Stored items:
※
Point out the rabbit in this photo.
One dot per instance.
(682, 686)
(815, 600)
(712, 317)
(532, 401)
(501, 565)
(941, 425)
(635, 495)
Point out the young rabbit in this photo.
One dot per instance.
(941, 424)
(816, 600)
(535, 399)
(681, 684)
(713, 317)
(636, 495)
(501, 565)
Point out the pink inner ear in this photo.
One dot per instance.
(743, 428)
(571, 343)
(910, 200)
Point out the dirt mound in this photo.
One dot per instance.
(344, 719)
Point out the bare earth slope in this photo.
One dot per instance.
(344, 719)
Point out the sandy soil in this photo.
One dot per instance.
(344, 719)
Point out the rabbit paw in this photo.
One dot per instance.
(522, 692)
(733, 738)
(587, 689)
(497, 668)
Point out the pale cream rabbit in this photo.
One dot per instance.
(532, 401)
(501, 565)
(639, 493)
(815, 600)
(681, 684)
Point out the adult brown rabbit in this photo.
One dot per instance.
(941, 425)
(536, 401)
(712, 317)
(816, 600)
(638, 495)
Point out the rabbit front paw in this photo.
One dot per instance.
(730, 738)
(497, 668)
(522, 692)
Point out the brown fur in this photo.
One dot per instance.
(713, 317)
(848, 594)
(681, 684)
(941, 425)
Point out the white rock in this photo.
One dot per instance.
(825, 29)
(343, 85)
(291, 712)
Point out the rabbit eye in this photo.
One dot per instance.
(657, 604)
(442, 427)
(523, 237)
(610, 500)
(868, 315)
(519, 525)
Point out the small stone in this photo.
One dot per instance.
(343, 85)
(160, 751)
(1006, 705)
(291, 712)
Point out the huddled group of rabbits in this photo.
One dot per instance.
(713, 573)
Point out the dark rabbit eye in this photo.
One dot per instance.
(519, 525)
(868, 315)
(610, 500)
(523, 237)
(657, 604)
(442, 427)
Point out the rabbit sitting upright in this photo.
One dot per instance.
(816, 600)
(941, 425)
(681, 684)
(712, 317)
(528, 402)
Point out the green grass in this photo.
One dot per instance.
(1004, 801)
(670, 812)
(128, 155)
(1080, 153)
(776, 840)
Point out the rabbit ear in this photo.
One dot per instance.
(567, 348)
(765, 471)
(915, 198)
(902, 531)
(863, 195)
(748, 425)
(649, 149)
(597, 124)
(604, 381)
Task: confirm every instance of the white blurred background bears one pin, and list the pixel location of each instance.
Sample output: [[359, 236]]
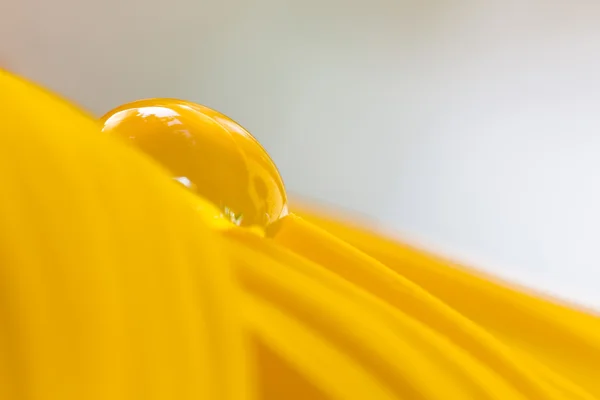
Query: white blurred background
[[469, 127]]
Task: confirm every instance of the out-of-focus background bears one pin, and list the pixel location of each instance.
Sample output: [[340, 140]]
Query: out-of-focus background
[[468, 127]]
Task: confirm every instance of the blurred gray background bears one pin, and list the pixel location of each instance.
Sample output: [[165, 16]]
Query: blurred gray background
[[467, 127]]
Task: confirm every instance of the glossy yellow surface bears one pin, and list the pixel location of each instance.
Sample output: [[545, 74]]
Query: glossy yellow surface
[[116, 284], [207, 152]]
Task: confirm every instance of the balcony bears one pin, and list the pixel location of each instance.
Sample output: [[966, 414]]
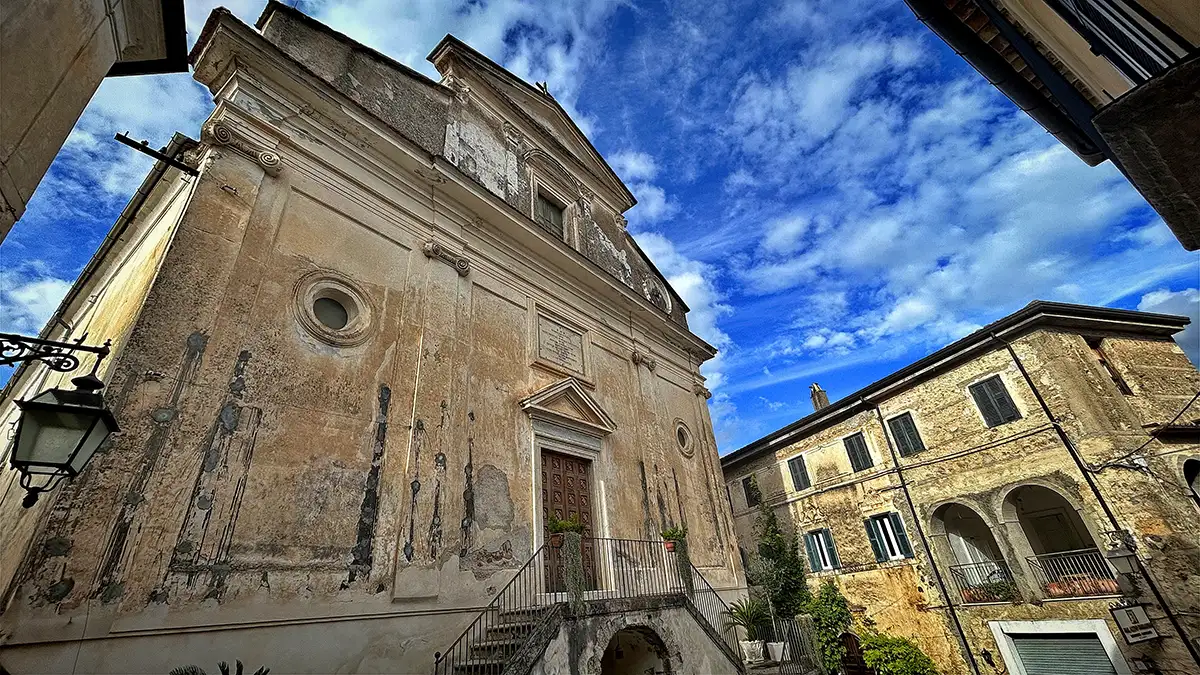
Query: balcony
[[988, 581], [1074, 574]]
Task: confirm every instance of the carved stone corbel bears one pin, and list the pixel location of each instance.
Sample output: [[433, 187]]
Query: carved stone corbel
[[641, 358], [431, 175], [220, 133], [460, 263]]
※
#### Exercise goal
Exact copies of the entries above are needed, with every picture removed.

#### Exercise response
Point out the rabbit in this photo.
One dot per instance.
(682, 686)
(815, 600)
(712, 317)
(532, 401)
(501, 565)
(941, 425)
(635, 495)
Point out the young rabbit in this photo.
One dot per instance.
(941, 424)
(816, 600)
(535, 399)
(681, 684)
(713, 317)
(636, 495)
(501, 565)
Point out the pink inner ear in this photo.
One dot per instance.
(743, 428)
(571, 343)
(910, 200)
Point out the dirt mound in this photo.
One dot per instance.
(344, 719)
Point out the bare earth slope in this photo.
One dot per instance.
(344, 719)
Point out the sandy soil in this photo.
One dot per instance.
(344, 719)
Point out the rabbit paw in this photo.
One dot per instance.
(522, 692)
(733, 738)
(587, 689)
(497, 668)
Point out the pale cream rabbit in this photo.
One dot per instance.
(532, 401)
(501, 565)
(639, 493)
(815, 600)
(681, 684)
Point out the adult brown rabbit in this photo.
One dot per instance.
(941, 425)
(536, 401)
(712, 317)
(816, 600)
(638, 495)
Point out the rabbit front paw in this photo.
One dot per instance.
(730, 738)
(497, 668)
(522, 692)
Point out the brown fur in this photo.
One dot per instance.
(713, 317)
(848, 594)
(681, 684)
(941, 425)
Point out the white rock in this photo.
One dot per instance.
(825, 29)
(343, 85)
(291, 712)
Point out the rabbit eye in this photo.
One dot per instance.
(657, 604)
(442, 427)
(523, 237)
(610, 500)
(868, 315)
(519, 525)
Point out the small stone in this photo.
One dot per instance.
(343, 85)
(160, 751)
(1006, 705)
(291, 712)
Point out the huddled group of rabbits in this photo.
One dot per instance.
(713, 573)
Point out the dark rabbit eye in this photo.
One dot per instance.
(519, 525)
(868, 315)
(610, 500)
(523, 237)
(657, 604)
(442, 427)
Point out the rabbit sitting upright in this photo.
One dot per instance.
(816, 600)
(941, 425)
(681, 684)
(712, 317)
(528, 402)
Point out the green grass in this photo.
One dot per instance.
(1004, 801)
(670, 812)
(128, 155)
(1080, 153)
(776, 840)
Point out the rabbit ear in this photo.
One dot per instance.
(567, 348)
(765, 471)
(915, 198)
(902, 531)
(863, 195)
(748, 425)
(649, 149)
(597, 124)
(604, 381)
Task: confirm every instance of the white blurred background bears one pin, and list the pixel location of each instance.
Sample output: [[359, 236]]
Query: white blurred background
[[469, 127]]
Task: confirm every instance of the out-of-focus background bears one pin, and list the pixel location of each instance.
Sample output: [[340, 140]]
Query: out-of-focus background
[[468, 127]]
Task: confirm every instance of the blurred gray background bears one pin, and list the pixel location of each instance.
Sample output: [[165, 16]]
Query: blurred gray background
[[467, 127]]
Task: confirm every instance of the glossy yellow surface bears one pin, and list the pixel location of each instance.
Sample output: [[545, 74]]
Query: glossy yellow surface
[[116, 284], [207, 152]]
Task: confirm every instance of the balcony bears one pin, and list the pixel location of each instance.
Sample output: [[966, 414]]
Query: balcony
[[988, 581], [1074, 574]]
Task: confirm every instance of the carved stone corbel bears one pin, and list the pixel location of each instance.
Sample output: [[433, 187]]
Query: carved stone corbel
[[641, 358], [431, 175], [220, 133], [460, 263]]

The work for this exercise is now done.